***** Stored records

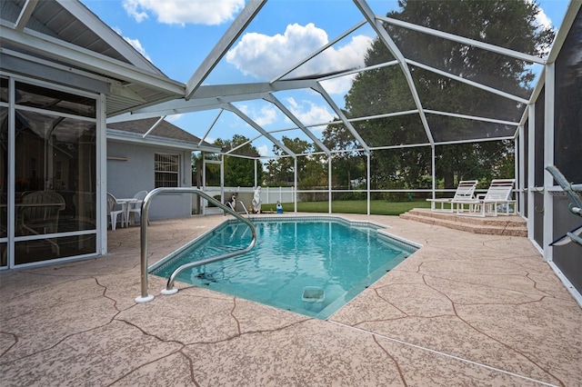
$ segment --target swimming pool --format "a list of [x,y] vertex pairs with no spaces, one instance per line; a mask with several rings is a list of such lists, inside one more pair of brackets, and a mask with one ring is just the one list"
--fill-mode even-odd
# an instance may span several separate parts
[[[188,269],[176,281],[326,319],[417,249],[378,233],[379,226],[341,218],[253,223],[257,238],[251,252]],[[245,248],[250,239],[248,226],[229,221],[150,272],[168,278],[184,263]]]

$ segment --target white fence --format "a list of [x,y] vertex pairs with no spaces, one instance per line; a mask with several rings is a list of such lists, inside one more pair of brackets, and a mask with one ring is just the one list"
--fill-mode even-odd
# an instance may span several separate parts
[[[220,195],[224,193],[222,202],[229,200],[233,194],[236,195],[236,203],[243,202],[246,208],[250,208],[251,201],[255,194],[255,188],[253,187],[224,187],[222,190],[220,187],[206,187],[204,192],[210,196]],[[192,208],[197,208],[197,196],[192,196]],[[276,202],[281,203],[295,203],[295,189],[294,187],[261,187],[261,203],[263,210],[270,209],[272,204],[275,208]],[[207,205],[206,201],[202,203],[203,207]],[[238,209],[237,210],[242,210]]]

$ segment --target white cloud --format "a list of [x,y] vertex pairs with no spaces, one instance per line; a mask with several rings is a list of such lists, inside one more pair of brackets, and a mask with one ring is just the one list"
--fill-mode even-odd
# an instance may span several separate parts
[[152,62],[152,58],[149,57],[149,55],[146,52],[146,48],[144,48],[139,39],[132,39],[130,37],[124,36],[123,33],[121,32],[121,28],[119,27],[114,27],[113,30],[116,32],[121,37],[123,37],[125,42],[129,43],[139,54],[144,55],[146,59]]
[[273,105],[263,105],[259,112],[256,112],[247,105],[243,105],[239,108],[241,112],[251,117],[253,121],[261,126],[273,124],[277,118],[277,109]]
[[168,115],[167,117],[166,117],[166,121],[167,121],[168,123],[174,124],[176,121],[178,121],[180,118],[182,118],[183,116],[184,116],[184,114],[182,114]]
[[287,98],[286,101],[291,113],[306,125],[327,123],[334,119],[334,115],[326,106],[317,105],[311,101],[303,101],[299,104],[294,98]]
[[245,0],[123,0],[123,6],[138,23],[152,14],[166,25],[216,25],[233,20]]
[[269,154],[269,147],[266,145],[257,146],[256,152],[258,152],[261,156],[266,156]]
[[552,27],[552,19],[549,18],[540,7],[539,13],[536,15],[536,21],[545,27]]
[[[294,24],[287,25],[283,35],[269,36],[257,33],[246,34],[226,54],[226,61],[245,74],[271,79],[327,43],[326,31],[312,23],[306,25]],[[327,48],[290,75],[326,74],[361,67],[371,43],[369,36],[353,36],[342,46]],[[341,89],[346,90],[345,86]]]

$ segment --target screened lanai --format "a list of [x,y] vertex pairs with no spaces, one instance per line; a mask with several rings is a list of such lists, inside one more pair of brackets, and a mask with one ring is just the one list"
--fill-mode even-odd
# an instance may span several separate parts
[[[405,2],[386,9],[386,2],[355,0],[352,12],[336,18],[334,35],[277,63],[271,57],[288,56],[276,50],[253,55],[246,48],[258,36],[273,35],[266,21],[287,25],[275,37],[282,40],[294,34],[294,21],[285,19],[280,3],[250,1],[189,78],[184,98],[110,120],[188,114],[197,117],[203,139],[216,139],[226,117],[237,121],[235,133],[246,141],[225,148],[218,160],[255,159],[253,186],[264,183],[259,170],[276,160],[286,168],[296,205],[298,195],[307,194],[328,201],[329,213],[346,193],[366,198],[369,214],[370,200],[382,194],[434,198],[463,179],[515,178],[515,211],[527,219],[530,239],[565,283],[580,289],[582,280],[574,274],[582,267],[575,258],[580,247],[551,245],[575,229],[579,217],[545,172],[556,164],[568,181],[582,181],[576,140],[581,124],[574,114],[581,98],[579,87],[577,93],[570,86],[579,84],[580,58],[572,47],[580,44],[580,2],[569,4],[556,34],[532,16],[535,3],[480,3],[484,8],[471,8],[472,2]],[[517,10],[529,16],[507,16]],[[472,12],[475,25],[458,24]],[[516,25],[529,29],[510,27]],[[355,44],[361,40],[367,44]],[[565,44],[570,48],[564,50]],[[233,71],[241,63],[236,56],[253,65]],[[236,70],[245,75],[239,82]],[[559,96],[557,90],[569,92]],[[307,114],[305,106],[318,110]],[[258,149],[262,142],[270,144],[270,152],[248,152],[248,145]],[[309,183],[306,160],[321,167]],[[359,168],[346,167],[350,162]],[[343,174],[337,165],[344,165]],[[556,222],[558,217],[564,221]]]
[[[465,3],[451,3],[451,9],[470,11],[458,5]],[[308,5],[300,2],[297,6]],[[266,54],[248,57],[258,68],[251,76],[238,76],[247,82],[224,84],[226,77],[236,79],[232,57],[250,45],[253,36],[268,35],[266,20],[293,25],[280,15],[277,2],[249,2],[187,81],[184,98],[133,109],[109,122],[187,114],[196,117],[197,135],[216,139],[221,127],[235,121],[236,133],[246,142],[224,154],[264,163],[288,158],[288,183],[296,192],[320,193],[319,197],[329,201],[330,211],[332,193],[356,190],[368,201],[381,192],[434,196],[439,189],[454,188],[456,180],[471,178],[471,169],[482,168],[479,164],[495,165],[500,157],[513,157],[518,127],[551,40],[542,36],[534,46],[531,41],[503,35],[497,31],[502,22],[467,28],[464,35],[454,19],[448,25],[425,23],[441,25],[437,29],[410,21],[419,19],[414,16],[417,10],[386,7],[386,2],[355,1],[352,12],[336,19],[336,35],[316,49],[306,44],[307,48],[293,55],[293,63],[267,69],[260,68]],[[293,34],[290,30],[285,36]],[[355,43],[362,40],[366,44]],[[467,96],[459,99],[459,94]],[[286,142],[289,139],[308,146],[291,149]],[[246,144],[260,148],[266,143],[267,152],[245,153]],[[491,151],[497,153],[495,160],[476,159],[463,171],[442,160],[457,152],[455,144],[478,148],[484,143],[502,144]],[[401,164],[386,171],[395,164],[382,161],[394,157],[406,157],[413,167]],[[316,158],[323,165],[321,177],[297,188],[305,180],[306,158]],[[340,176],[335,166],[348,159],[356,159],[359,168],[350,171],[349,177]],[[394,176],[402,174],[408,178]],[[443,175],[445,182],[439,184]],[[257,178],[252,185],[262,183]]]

**********

▶ [Work to be completed] Your copy should repeat each entry above exactly but contain no pictures.

▶ [Response]
$ segment --target swimming pool --format "a list of [x,y] vertex pairs with no spaces, one instance per line; a mask with several rings is a list of such lists, inside one more pair of brackets, and a mask with one ring is just the one list"
--fill-mode even-odd
# an instance may span several separate parts
[[[188,269],[176,281],[326,319],[417,249],[378,233],[379,226],[341,218],[253,223],[257,238],[251,252]],[[245,248],[250,239],[248,226],[229,221],[150,272],[168,278],[184,263]]]

$ segment --target white fence --format "a list of [x,y] vertex pairs with no spaces, one instance per line; a mask with several rings is a list of such lists, inside one more pair of brackets, and a mask with one ring is just the one list"
--fill-mode even-odd
# an instance may span several separate parts
[[[220,195],[224,193],[222,202],[229,200],[233,194],[236,195],[236,203],[243,202],[246,208],[250,208],[251,201],[255,194],[255,188],[253,187],[224,187],[222,190],[220,187],[206,187],[204,192],[210,196]],[[192,208],[197,208],[197,196],[192,196]],[[276,202],[281,203],[295,203],[295,189],[294,187],[261,187],[261,203],[263,210],[270,209],[272,204],[275,208]],[[207,205],[206,201],[202,203],[203,207]],[[238,209],[237,210],[242,210]]]

$ segment --target white cloud --format "a list of [x,y] vertex pairs with no spaces, one instance per line; a mask with several rings is a list of such lists, inside one more pair of brackets, and a mask with one ring is just the one list"
--fill-mode even-odd
# an instance may span several separate parts
[[152,62],[152,58],[149,57],[149,55],[146,52],[146,48],[144,48],[139,39],[132,39],[130,37],[124,36],[123,33],[121,32],[121,28],[119,27],[114,27],[113,30],[116,32],[121,37],[123,37],[125,42],[129,43],[139,54],[144,55],[146,59]]
[[273,105],[263,105],[259,112],[256,112],[247,105],[243,105],[239,108],[241,112],[251,117],[253,121],[261,126],[273,124],[277,118],[277,109]]
[[168,115],[167,117],[166,117],[166,121],[167,121],[168,123],[174,124],[176,121],[178,121],[180,118],[182,118],[183,116],[184,116],[184,114],[182,114]]
[[287,98],[286,101],[291,113],[306,125],[327,123],[334,119],[334,115],[326,106],[317,105],[311,101],[303,101],[299,104],[294,98]]
[[245,0],[123,0],[123,6],[138,23],[152,14],[166,25],[216,25],[233,20]]
[[269,154],[269,147],[266,145],[257,146],[256,152],[258,152],[261,156],[266,156]]
[[552,27],[552,19],[549,18],[540,7],[539,13],[536,15],[536,21],[545,27]]
[[[294,24],[287,25],[283,35],[269,36],[257,33],[246,34],[226,54],[226,61],[245,74],[271,79],[327,43],[326,31],[312,23],[306,25]],[[327,48],[290,75],[326,74],[361,67],[371,43],[369,36],[353,36],[342,46]],[[341,89],[346,90],[345,86]]]

$ segment --target screened lanai --format "a list of [x,y] vertex pairs with no spaces, one instance per line; a mask with several rings is a list of such lists, inside one more pair of brackets, and a mask with one ring is just the one list"
--fill-mode even-odd
# an instance may span several separate parts
[[[405,2],[386,9],[386,2],[355,0],[352,12],[336,18],[334,35],[277,63],[271,57],[288,56],[276,50],[253,55],[246,48],[258,36],[273,35],[266,21],[287,25],[275,37],[282,40],[294,34],[294,21],[285,19],[280,3],[250,1],[189,78],[184,98],[110,120],[188,114],[197,117],[203,139],[216,139],[226,117],[237,121],[235,133],[246,141],[225,148],[218,160],[255,159],[253,186],[264,183],[259,170],[276,160],[286,168],[296,205],[298,195],[307,194],[328,201],[329,213],[346,193],[366,198],[369,214],[370,200],[382,194],[434,198],[463,179],[515,178],[515,211],[527,219],[530,239],[565,283],[580,289],[582,280],[574,274],[582,267],[575,258],[580,247],[551,245],[575,229],[579,217],[545,172],[556,164],[568,181],[582,181],[576,140],[581,124],[574,114],[581,98],[579,87],[577,93],[570,86],[579,84],[580,58],[572,47],[580,44],[580,2],[569,4],[556,34],[532,16],[535,3],[480,3],[484,8],[471,8],[472,2]],[[517,10],[529,16],[507,16]],[[472,12],[475,25],[458,24]],[[516,25],[529,29],[510,27]],[[355,44],[361,40],[367,44]],[[565,44],[570,48],[564,50]],[[233,71],[241,63],[236,56],[253,65]],[[236,70],[245,75],[239,82]],[[559,96],[557,90],[569,92]],[[307,114],[305,106],[318,110]],[[258,149],[262,142],[270,144],[270,152],[248,152],[248,145]],[[309,183],[306,160],[321,167]],[[359,168],[346,167],[350,162]],[[343,174],[337,165],[344,165]],[[556,222],[558,217],[564,221]]]
[[[465,3],[451,3],[451,9],[470,11],[458,5]],[[308,5],[300,2],[297,6]],[[266,54],[248,57],[258,68],[251,76],[238,76],[247,82],[224,84],[226,77],[236,79],[232,57],[250,45],[253,36],[268,35],[266,20],[293,25],[280,15],[277,2],[249,2],[187,81],[184,98],[133,109],[109,122],[187,114],[196,117],[197,135],[216,139],[221,127],[235,121],[236,133],[246,142],[224,154],[264,163],[288,158],[288,183],[296,192],[320,193],[319,197],[329,201],[330,211],[332,193],[356,190],[368,201],[381,192],[434,196],[439,189],[454,188],[456,180],[471,178],[471,169],[482,168],[479,164],[495,165],[500,157],[513,157],[518,127],[551,40],[542,36],[534,46],[531,41],[503,35],[497,31],[502,22],[467,28],[464,35],[454,19],[448,25],[425,23],[441,25],[437,29],[410,21],[419,19],[414,16],[417,10],[386,7],[386,2],[355,1],[352,12],[336,19],[336,35],[316,49],[306,44],[307,48],[293,55],[293,63],[267,69],[260,68]],[[293,34],[290,30],[285,36]],[[355,43],[362,40],[366,44]],[[467,96],[459,99],[459,94]],[[286,142],[289,139],[308,146],[291,149]],[[246,144],[260,148],[266,143],[267,152],[245,153]],[[491,151],[497,153],[495,160],[476,159],[463,171],[442,160],[457,152],[455,144],[478,148],[484,143],[502,144]],[[401,164],[386,171],[395,164],[382,161],[394,157],[406,157],[413,167]],[[316,158],[323,165],[321,177],[297,188],[305,180],[306,158]],[[340,176],[335,166],[348,159],[356,159],[359,168],[350,171],[349,177]],[[394,176],[402,174],[408,178]],[[443,175],[445,182],[439,184]],[[257,178],[252,185],[262,183]]]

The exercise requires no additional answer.